#### Problem description:
Print the data exactly as it is given, please.

#### Input material:
============================================================
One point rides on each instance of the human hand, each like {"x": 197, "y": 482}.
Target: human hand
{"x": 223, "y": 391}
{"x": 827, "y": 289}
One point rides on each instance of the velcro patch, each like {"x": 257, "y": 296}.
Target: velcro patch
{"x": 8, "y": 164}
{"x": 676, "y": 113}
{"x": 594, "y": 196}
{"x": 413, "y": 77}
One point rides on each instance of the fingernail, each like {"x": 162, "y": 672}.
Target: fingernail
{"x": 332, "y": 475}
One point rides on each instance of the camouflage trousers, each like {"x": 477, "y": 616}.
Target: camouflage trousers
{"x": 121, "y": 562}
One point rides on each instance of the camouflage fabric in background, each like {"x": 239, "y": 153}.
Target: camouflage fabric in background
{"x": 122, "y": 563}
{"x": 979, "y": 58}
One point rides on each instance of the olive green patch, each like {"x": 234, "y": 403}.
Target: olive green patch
============================================================
#### Task output:
One point rides on each instance of the human hand, each like {"x": 197, "y": 482}.
Target: human hand
{"x": 223, "y": 391}
{"x": 827, "y": 289}
One point rides on each instance of the velcro patch, each like {"x": 257, "y": 296}.
Target: velcro patch
{"x": 8, "y": 164}
{"x": 676, "y": 113}
{"x": 594, "y": 196}
{"x": 413, "y": 77}
One point rides on each instance of the fingernail, each like {"x": 162, "y": 672}.
Target: fingernail
{"x": 332, "y": 475}
One point rides on each instance of the camouflage trousers, each like {"x": 477, "y": 616}.
Target: camouflage trousers
{"x": 121, "y": 562}
One point rides on each instance of the camouflage fabric in background, each like {"x": 239, "y": 153}.
Target: camouflage fabric in background
{"x": 122, "y": 563}
{"x": 979, "y": 58}
One point rides on each instance of the olive green patch, each like {"x": 234, "y": 403}.
Target: olive green patch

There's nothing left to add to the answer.